* SUPPLIED RECORDS *
- - -

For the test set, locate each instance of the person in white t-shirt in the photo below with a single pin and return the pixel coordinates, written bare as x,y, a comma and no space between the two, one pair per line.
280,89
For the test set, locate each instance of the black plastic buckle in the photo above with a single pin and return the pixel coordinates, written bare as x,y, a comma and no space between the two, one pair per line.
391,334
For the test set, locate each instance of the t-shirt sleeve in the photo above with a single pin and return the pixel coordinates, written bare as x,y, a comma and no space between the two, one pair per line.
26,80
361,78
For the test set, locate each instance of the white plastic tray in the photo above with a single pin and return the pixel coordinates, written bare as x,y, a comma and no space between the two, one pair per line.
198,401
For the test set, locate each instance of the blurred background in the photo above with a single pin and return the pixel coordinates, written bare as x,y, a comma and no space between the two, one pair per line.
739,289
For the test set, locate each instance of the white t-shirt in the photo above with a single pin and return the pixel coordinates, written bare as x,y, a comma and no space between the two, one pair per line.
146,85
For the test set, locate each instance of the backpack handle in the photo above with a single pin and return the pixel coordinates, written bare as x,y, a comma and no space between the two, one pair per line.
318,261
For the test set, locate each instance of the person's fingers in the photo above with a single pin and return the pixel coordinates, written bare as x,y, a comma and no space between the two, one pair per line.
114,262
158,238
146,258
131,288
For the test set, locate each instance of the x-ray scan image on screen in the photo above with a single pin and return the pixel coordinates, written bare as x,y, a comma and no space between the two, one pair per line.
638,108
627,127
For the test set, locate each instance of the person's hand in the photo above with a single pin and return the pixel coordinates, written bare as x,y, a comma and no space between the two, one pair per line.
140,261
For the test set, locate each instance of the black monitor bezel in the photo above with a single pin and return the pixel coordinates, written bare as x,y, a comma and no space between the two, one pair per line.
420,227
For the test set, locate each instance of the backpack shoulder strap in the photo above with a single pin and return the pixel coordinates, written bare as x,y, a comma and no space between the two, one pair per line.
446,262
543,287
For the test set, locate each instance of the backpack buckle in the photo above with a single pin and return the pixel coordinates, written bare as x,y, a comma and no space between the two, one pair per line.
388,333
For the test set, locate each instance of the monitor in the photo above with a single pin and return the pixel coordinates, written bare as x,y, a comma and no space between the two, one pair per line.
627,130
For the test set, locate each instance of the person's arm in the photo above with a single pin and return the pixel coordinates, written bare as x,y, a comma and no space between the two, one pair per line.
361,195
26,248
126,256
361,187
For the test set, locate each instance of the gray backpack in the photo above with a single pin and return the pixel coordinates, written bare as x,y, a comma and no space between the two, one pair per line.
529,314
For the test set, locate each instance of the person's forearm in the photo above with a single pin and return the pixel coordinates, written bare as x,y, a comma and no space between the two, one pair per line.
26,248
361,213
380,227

- - -

* TASK *
Every record should be repeated exactly; please leave none out.

* RESPONSE TO THE TASK *
For the test set, locate each instance of the person in white t-shirt in the photo below with a single pin and return the pixel coordinates, written bare as x,y, a comma and no space between the two, one pair per line.
280,89
For the test set, locate each instance of the black plastic buckle in the photo above with a single pin and return the pixel coordinates, written bare as x,y, a comma and no space between the two, one pair per line.
391,334
For the test set, locate each instance of the t-shirt sleeve in the photo above with a single pin and return the pixel coordinates, written bare as x,y, a comma and no space between the two, one pair per line.
26,80
361,78
For the test set, locate each instance of the white plastic tray in the photo above with a single pin and return the pixel coordinates, written bare as x,y, a comma and no space between the two, one pair per line.
198,401
For the test set, locate each instance of the blurred background in the photo above with a single pin and return the pixel coordinates, written bare as x,y, a comma and no space between the two, one pair per line.
739,289
For the test set, locate each instance of the white t-shirt in the photo above with a single pin and return the pixel coordinates, written bare as x,y, a comma and no space between the two, one pair per line.
146,85
For the test set, locate each instance of the backpack handle in the photo above with a single pin and return the pixel coordinates, written bare as x,y, a comma and no space between the two, one pair per line.
318,261
For the test set, locate each instance of the person's fingers in the photo above with a single pin and return the pixel coordinates, written bare as x,y, a comma and no space between the two, one pair per line.
114,262
158,238
146,258
131,288
For the test set, locate each instance of the x-ray scan image on screen in the photo above with a single pin and return the pixel coordinates, written bare as x,y, a comma and no space between the two, one pair per line.
638,108
627,127
For the test set, locate each instance of the person's hand in the photo above with a single pin and return the pixel coordinates, written bare as x,y, a comma and no space between the two, one pair per line.
140,261
For the test set, locate each instance of the black monitor bezel in the photo above with a single pin and return the pixel coordinates, written bare as x,y, a comma and no space between the two, one pair per line.
420,227
For the test set, locate each instance of the backpack shoulder strap in the photo above with a single pin and return the pixel coordinates, written bare as x,y, a comma and no space between the two, one pair per line.
446,262
543,287
For the test set, locate each instance of the backpack buckle in the photo above with a single pin and return the pixel coordinates, written bare as x,y, a comma and no space between the two, one pair per line.
388,333
For the test set, locate each instance of the monitor in the photo above with a single pin and return the pixel coordinates, written bare as x,y, a comma and no space between the two, one pair per line.
627,130
For the test set, locate each instance of the person's arm in the photo above with a single pin and return the pixel coordinates, written bare as x,y, a comma and no space between the two, one pair per line.
361,195
26,248
126,256
361,187
For the test set, locate each instance of the gray backpack in the photo above with a single pin and return the pixel coordinates, written bare as x,y, a comma and no space between the two, one pair per line.
529,314
For the test set, locate each instance of the person's forearm in the photo above with a single pin and return the pixel coordinates, written bare as x,y, a comma and no space between the two, one pair per line.
26,248
361,213
380,227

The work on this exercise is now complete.